YOUR OBJECTIVE -> All entries must be given again exactly as written.
──────────
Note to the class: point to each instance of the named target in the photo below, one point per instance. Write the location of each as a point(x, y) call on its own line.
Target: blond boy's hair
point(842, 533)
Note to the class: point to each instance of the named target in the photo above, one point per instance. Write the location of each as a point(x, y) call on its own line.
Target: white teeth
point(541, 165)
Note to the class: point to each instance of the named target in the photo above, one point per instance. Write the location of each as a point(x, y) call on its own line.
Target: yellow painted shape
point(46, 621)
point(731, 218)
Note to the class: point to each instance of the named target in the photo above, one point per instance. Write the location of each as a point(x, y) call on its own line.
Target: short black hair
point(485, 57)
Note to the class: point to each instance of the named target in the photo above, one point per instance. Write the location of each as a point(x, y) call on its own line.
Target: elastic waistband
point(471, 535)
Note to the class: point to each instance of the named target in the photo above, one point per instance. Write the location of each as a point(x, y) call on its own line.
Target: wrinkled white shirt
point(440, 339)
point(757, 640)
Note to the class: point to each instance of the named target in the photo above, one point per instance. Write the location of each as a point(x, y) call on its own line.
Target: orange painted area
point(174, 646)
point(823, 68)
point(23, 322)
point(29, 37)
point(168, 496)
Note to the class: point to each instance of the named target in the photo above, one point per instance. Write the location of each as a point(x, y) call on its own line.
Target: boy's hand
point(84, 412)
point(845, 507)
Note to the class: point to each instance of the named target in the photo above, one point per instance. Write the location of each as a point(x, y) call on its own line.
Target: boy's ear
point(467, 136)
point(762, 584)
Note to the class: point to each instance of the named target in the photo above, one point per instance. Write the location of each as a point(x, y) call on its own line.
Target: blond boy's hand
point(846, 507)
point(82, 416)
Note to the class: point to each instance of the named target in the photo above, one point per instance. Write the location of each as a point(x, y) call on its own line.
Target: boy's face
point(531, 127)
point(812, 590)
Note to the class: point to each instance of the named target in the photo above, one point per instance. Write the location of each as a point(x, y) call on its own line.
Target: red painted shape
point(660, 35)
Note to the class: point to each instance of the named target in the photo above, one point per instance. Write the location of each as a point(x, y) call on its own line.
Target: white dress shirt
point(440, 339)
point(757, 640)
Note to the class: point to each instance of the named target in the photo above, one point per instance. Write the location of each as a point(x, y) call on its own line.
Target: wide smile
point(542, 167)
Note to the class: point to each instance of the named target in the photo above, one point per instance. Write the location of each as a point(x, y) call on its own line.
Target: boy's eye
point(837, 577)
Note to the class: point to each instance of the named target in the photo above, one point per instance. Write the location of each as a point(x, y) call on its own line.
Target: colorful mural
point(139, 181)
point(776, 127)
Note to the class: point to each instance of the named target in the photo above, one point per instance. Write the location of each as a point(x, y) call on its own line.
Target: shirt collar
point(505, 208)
──────────
PROBLEM SOLUTION ->
Note to the class: point to each instance of the named target in the photo below, one point per instance. Write the location of each as a point(x, y) call on its own line.
Target: blond boy's hair
point(842, 533)
Note to the class: point to each instance of the named target in the photo above, one point per instance. Write the location of each as a point(x, y) call on its own line.
Target: white teeth
point(541, 165)
Note to the class: point to each instance of the named target in the photo above, one point per instance. Write the location of each as a point(x, y) call on its own line.
Target: yellow painted shape
point(46, 621)
point(731, 218)
Note to the class: point to each instance of the named target in the photo above, one point per instance. Write the location of each as a point(x, y) call on its own line.
Target: short black hair
point(485, 57)
Note to the class: point to each instance of the named target in the photo above, one point per instance. Write the location of each as a point(x, y) call on its own line.
Target: elastic waistband
point(471, 535)
Note to the class: point to each instance of the named target in the photo above, one point per instance. Write the location of each as a point(x, y) call on its own line.
Target: wrinkled white shirt
point(440, 339)
point(757, 640)
Note to the class: point to each instance of the named target in the photo above, one point per instance. Write the location of each as a point(x, y) call on its own line.
Target: orange painted area
point(174, 646)
point(823, 68)
point(23, 322)
point(29, 37)
point(168, 496)
Note to the class: point to each instance of the named target in the photo above, one point per instance. Write the location of each as a point(x, y) call on its own line.
Target: boy's hand
point(84, 412)
point(845, 507)
Note to the class: point to each instance of the named target in the photo above, one point per instance. Write the location of each as a point(x, y) call on its own line.
Target: boy's ear
point(467, 136)
point(762, 584)
Note to the class: point to each instance of the named target in the photo above, one point per instance. Write the location of each as a point(x, y) call on its own line.
Target: blond boy's hand
point(846, 507)
point(82, 416)
Note to the class: point to each instance of the named target in the photo above, one point per instance. Write the location of each as a point(x, y) call on its own line.
Target: boy's face
point(531, 127)
point(812, 590)
Note to the class: point to each instance of the named target in the photo above, one point per instance. Write the location of each as a point(x, y) call on its own line.
Target: red painted shape
point(660, 35)
Note to the class: point to each instance of the named target in the photo above, one point per instance. Write the location of each as a point(x, y) call on its own line.
Target: white dress shirt
point(440, 339)
point(757, 640)
Note to the class: point to each instance of the named target in the photo above, one point per instance. Write the location of each as a point(x, y) call on its own line.
Target: wide smile
point(542, 167)
Note to the class: point to each instance of the named target in the photo above, one point per instance. Write the location of each as a point(x, y) call on its own line.
Target: boy's eye
point(837, 577)
Note to the class: point to each instance of the named target in the photo above, one point per instance. Write the location of each as a point(x, y) call on its own line.
Target: colorful mural
point(139, 181)
point(776, 127)
Note to the class: point to each instance of the named target in the photo above, one point per instance. Write the location of each as a point(x, y) call on its own line.
Target: shirt collar
point(505, 208)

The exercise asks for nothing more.